* Do this *
How many lines in the items below contain the word "grass"? Reply with the number alone.

'''

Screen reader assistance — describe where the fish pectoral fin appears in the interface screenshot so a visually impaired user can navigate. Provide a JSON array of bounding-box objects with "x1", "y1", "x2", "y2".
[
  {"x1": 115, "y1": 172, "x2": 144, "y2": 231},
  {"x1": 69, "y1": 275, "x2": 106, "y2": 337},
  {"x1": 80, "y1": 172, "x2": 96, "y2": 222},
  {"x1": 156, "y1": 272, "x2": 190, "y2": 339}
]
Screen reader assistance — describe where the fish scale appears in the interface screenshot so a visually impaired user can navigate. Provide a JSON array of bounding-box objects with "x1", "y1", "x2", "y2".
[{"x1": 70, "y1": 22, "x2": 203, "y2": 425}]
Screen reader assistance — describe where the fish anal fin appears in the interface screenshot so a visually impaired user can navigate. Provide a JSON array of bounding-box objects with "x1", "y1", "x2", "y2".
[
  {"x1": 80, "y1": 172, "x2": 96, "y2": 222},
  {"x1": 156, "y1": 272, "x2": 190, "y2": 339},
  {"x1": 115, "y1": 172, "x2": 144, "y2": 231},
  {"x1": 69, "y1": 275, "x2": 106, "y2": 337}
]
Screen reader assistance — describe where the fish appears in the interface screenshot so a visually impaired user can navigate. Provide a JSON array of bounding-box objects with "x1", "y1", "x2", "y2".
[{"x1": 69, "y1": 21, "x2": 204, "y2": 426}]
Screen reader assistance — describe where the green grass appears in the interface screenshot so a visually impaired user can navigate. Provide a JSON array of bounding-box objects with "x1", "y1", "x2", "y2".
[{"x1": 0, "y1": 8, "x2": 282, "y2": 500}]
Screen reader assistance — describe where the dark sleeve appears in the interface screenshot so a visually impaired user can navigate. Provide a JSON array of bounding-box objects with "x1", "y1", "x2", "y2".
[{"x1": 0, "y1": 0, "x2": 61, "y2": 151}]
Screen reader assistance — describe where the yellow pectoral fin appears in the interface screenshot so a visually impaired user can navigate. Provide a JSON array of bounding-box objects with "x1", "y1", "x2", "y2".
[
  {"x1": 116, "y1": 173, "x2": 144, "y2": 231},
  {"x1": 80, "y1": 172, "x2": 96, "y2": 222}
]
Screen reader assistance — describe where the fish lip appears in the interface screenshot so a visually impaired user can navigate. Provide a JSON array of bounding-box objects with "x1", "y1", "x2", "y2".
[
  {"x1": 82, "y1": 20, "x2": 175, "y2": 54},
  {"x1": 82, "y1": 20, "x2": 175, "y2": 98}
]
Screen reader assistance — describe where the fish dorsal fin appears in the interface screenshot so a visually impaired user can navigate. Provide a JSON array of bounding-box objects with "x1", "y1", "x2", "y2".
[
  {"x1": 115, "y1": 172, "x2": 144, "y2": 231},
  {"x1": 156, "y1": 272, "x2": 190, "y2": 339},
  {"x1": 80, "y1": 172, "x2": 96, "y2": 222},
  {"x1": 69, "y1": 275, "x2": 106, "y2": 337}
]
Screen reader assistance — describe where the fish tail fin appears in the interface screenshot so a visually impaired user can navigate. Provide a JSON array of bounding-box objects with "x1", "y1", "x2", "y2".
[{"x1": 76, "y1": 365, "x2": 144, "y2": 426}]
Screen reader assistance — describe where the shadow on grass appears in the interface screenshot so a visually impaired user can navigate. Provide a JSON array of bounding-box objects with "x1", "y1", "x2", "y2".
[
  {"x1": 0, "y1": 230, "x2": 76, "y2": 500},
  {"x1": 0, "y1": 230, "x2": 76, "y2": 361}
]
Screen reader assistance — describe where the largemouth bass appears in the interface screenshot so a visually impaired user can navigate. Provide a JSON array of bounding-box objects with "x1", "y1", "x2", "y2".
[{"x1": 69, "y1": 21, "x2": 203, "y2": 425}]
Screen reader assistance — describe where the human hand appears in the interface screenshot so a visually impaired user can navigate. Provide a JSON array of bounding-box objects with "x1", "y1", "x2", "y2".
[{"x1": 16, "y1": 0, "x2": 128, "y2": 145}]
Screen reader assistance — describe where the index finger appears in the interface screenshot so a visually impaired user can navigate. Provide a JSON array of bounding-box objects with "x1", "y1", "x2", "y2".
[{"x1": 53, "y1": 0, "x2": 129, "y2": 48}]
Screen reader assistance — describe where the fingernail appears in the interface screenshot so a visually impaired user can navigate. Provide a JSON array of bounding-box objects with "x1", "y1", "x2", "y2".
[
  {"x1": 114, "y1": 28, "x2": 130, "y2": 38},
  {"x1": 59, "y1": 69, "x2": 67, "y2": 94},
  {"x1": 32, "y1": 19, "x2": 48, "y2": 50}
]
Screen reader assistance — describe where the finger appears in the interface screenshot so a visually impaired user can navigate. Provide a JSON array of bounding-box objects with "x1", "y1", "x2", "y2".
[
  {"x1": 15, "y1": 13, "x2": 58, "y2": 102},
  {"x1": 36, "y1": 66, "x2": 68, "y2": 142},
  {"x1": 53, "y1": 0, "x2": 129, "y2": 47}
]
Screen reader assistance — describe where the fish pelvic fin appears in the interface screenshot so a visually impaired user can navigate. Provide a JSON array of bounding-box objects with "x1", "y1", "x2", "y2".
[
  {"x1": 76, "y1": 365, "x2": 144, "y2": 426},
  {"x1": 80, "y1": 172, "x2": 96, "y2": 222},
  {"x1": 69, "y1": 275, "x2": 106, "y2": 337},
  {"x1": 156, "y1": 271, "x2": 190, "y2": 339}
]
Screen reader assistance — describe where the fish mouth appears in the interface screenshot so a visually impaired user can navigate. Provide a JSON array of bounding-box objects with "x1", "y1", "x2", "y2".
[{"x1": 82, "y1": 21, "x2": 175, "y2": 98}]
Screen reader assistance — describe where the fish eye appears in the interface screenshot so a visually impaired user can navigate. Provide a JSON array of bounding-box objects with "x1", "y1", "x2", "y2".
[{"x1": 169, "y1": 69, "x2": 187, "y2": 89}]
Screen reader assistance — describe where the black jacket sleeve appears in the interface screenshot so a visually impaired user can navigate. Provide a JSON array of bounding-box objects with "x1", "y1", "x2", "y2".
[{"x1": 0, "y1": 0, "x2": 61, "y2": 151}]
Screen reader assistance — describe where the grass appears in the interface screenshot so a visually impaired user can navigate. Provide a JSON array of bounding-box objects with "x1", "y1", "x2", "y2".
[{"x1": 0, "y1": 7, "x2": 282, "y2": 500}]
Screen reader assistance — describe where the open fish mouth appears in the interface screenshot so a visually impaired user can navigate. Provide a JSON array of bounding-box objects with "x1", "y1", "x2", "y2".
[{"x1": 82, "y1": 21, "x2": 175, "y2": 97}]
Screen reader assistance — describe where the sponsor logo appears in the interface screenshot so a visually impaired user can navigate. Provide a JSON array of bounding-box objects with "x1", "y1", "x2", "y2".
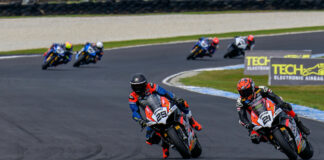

'''

* Answer in full *
3